Set down each entry below exactly as written, keeping the pictures out.

---*---

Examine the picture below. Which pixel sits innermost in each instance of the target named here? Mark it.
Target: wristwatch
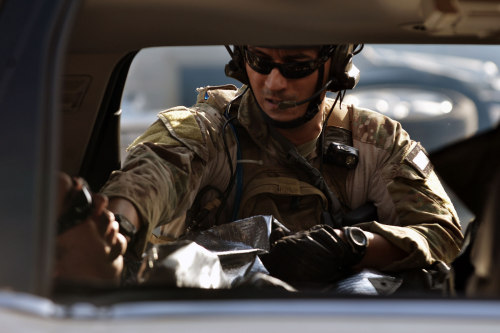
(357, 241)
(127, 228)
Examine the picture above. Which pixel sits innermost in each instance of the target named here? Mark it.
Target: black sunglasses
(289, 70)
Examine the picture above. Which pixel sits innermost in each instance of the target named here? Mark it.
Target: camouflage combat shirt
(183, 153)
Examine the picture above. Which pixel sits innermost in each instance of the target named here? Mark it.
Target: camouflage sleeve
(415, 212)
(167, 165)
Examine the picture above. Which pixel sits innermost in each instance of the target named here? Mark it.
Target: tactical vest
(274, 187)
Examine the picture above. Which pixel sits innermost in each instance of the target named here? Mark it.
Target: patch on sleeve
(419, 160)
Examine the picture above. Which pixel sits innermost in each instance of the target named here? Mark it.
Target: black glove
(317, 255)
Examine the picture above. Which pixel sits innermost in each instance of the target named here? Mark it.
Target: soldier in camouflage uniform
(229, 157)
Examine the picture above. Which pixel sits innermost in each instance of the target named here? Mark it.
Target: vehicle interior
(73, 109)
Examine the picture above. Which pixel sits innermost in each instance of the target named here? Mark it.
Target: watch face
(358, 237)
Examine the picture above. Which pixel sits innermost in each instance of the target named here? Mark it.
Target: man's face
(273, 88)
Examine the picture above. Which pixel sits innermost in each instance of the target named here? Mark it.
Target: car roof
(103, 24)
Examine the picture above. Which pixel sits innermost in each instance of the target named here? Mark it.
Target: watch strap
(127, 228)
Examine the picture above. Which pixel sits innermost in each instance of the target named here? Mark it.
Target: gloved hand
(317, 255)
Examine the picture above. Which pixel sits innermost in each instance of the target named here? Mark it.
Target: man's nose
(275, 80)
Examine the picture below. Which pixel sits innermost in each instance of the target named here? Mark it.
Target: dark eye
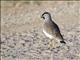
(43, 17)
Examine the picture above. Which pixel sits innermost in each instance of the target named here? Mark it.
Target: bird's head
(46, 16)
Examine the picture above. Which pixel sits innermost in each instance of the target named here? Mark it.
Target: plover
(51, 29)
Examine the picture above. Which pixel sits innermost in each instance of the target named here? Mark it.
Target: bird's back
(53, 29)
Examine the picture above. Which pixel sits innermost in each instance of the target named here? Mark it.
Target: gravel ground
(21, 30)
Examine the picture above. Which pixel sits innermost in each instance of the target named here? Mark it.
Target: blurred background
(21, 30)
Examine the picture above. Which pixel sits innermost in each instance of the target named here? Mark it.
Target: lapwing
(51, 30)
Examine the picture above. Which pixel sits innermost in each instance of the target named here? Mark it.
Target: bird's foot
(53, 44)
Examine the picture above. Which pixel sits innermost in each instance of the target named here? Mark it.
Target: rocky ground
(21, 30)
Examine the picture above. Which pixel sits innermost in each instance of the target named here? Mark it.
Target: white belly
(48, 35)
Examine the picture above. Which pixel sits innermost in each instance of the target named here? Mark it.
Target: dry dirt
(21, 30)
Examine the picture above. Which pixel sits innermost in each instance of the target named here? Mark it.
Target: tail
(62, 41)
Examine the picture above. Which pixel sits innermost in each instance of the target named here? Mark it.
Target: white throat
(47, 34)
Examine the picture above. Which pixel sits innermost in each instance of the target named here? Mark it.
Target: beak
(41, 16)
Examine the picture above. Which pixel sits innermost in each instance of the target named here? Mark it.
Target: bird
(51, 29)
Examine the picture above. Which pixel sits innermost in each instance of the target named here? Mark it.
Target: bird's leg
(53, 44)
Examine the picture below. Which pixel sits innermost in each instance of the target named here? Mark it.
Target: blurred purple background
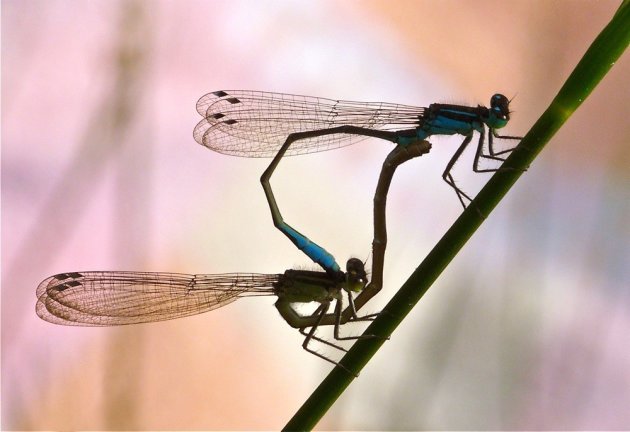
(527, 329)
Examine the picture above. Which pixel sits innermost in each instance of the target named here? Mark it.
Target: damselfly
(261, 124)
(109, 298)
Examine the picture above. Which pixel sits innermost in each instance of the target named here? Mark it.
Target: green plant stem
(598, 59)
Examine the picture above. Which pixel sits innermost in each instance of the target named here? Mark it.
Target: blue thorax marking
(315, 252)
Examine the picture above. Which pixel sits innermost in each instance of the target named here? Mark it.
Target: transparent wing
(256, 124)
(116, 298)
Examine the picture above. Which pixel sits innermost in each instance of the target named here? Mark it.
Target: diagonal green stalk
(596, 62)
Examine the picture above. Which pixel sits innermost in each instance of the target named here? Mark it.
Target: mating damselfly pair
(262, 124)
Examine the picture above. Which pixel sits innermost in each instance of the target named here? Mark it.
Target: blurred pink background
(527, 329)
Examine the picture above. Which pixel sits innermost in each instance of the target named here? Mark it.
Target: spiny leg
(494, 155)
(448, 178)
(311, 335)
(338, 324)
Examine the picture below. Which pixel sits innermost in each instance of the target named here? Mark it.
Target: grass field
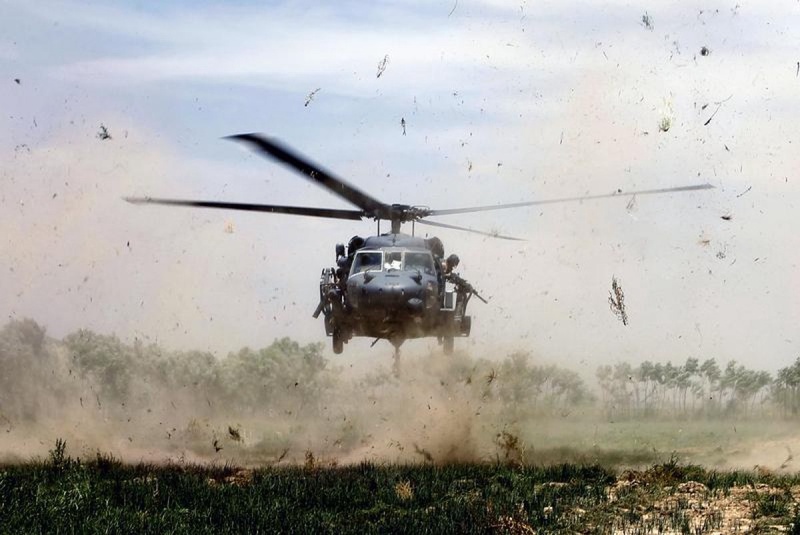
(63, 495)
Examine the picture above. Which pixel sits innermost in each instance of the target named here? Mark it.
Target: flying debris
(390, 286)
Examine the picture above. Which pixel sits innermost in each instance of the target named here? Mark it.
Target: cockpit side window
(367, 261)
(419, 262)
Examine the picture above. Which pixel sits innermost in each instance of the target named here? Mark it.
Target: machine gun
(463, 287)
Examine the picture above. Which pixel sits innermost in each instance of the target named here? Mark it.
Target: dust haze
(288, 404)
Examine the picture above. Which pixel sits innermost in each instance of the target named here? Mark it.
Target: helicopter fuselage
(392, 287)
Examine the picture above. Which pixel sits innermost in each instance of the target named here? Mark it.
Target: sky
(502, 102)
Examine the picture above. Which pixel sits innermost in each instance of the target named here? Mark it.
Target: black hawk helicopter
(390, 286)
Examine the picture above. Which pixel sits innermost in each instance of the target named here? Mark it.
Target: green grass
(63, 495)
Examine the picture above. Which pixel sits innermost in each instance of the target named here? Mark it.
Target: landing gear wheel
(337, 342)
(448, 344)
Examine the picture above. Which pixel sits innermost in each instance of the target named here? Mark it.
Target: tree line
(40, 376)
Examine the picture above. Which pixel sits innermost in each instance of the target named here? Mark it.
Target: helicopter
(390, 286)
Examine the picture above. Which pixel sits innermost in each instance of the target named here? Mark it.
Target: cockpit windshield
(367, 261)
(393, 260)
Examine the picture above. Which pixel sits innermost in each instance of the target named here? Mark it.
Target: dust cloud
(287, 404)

---*---

» **ANSWER**
Examine the picture below. Which pixel sits innermost in each instance of the target named here? Mark it.
Target: wristwatch
(357, 241)
(127, 228)
Examine the picture above. Which pixel sits innermost in each instance of the target named here? Mark it.
Target: black sunglasses
(289, 70)
Examine the picture above. Which pixel sits innermost in each instance of the target named here? Mark it.
Target: camouflage combat shirt
(183, 153)
Examine the picture above. Which pixel sits innermost in each instance of the target named here? Mark it.
Target: camouflage sleeve
(415, 212)
(167, 165)
Examine the picture above. Which pixel sits innermost in each instance of the target named here? Mark it.
Target: tactical vest
(274, 187)
Examine the picture above. Which pixel sits innermost in each instance of the target named here? Mark it.
Target: patch on sleeve
(419, 160)
Examine the picture above. Which pixel sits innermost in each instance of the target named here? Mark it.
Target: black glove
(317, 255)
Examine the picture above. Which pixel sits innermost in each instance of the target named here? Mark it.
Target: soldier in camouflage uniform
(229, 157)
Examine the picture above. Which pixel sits innermost in each instance of the target named here? Mark it.
Target: vehicle interior
(73, 109)
Examine the picture above. Which pixel sits innermost in each instance of the target named here? Mark it.
Target: watch face
(358, 237)
Examine the picture above. Which pixel sits innermost in each instance of the target named here? Mark it.
Target: man's face
(273, 88)
Examine the picture above. Which pixel sits innermost in each instance of the target named here? Mark it.
Target: car roof
(103, 24)
Examine the picture above. Which pixel sits innermost in each instance of the target named here? Mark it.
Target: watch strap
(127, 228)
Examine the picture above. Which pixel sits innermost in each instance of the target named here? Mark it.
Target: gloved hand
(317, 255)
Examine the picture above. Which pixel sits innermost in each instance of the target named here? Mark it.
Target: man's nose
(275, 80)
Examine the picture below. Which pixel sits innermost in each instance of the target named here? Mark it.
Target: dark eye
(43, 17)
Examine the picture above. Which pixel sits innermost in each instance of the target named here? Mark it.
Target: bird's head
(46, 16)
Examine the picture above. Which pixel sits innermost in each instance of the target named here? Mark it.
Target: plover
(51, 29)
Examine the picture above. Which pixel sits innermost in each instance of the target named here? Mark it.
Target: bird's back
(53, 29)
Examine the picture above. Which pixel sits innermost in each instance of the target named here? Mark it.
Target: gravel ground
(21, 30)
Examine the picture above. Which pixel sits innermost in each instance of the target named here? Mark it.
Target: blurred background
(21, 30)
Examine the picture above. Which pixel sits innermost in each instance of the target named here? Mark it.
Target: lapwing
(51, 30)
Examine the picture above. Which pixel sits innermost in each instance of the target named here? Mark it.
Target: bird's foot
(53, 44)
Examine the picture above. Which pixel sits innermost in each instance of the target named here? Mark it.
Target: rocky ground
(21, 30)
Examine the picture above. Which pixel sits innermost in each instance of the target named here? Mark it.
Target: white belly
(48, 35)
Examine the picture above. Which pixel sits innermost in each instance of the target named here? Mark it.
Target: dry dirt
(21, 30)
Examine the picture above. Which pixel sits innermost in each instance of the target named here? Mark it.
Target: tail
(62, 41)
Examine the picture above. Which pixel sits innermost in each instance of the target named here? Mark it.
Target: white throat
(47, 34)
Examine the picture above. Which pixel sits innermost in each instance of the target named here? Mark it.
Target: beak
(41, 16)
Examine the picture above. Which pixel sits innermost in each instance of the target named here? Mark it.
Target: bird
(51, 29)
Examine the picture above. Which pixel sits innermost in each instance of the target named here? Mark it.
Target: bird's leg
(53, 44)
Examine the picture below. Which pixel sits innermost in each instance of the target named here? Mark it.
Target: blurred purple background
(527, 329)
Examine the picture above. Which pixel sits innermost in each instance of the target named here? Mark it.
Target: damselfly
(261, 124)
(109, 298)
Examine the picture above. Which pixel sits innermost in each instance of the target named here? Mark it.
Target: green plant stem
(598, 59)
Examine the picture above. Which pixel sits innermost in each instance of the target named here? Mark it.
Target: blue thorax marking
(315, 252)
Examine the picture above. Which pixel sits innermost in each instance of the target named here? Mark it.
Target: transparent wing
(256, 124)
(116, 298)
Examine the picture above. Which pixel sits innermost in each instance of the target named here? Mark it.
Target: diagonal green stalk
(596, 62)
Examine the picture above. Which pixel sits innermost in each instance of the target named here? Mark it.
Target: mating damselfly pair
(262, 124)
Examine the picture above. Which pixel sits innermost in each instance of the target named here? Mark it.
Target: blurred pink background
(527, 329)
Examine the picture above. Which pixel sits innermost in each instance of the target named here? Mark it.
Target: spiny leg
(494, 155)
(448, 178)
(311, 335)
(338, 324)
Examine the picture below. Which pixel sits innermost in each instance of the target named here? Mark it.
Target: grass field
(63, 495)
Examine the picture above. Which pixel sits innermost in each instance of the target named here? Mark it.
Target: flying debris
(390, 286)
Examine the picture above. Which pixel sits innermost in each instance of the target named here? Mark it.
Target: cockpit side window
(367, 261)
(419, 262)
Examine the picture above. Which pixel sits innermost in each instance of the target named here? Mark it.
Target: machine gun
(463, 287)
Examine the picture above. Which pixel sits innermost in each instance of the target named here? Mark it.
Target: dust haze
(288, 404)
Examine the picture above. Which pixel sits innermost in each instance of the target named here? Mark it.
Target: helicopter fuselage
(392, 287)
Examine the picture above. Which pixel sits innermost in each instance of the target named here? Mark it.
Target: sky
(502, 102)
Examine the picture above. Which pixel sits innermost in each instance of the target named here? Mark it.
Target: black hawk helicopter
(390, 286)
Examine the picture above. Which pixel sits innermost in each instance of the target named here? Mark it.
Target: green grass
(63, 495)
Examine the picture above. Which pixel sits innermost in each instance of the target named here? Mark it.
Target: landing gear wheel
(337, 342)
(448, 344)
Examine the picture above. Which pixel sits innermost in each instance of the target named here? Mark it.
Target: tree line
(40, 376)
Examine the picture above. Which pixel sits innermost in each instance of the target named here? Mark it.
Target: helicopter
(390, 286)
Examine the picture above. Which pixel sits innermost in each instance of the target named here? Mark it.
Target: cockpit windshield
(367, 261)
(393, 260)
Examine the picture above. Which pixel sits innermost in each instance of the target named here? Mark it.
Target: dust cloud
(287, 404)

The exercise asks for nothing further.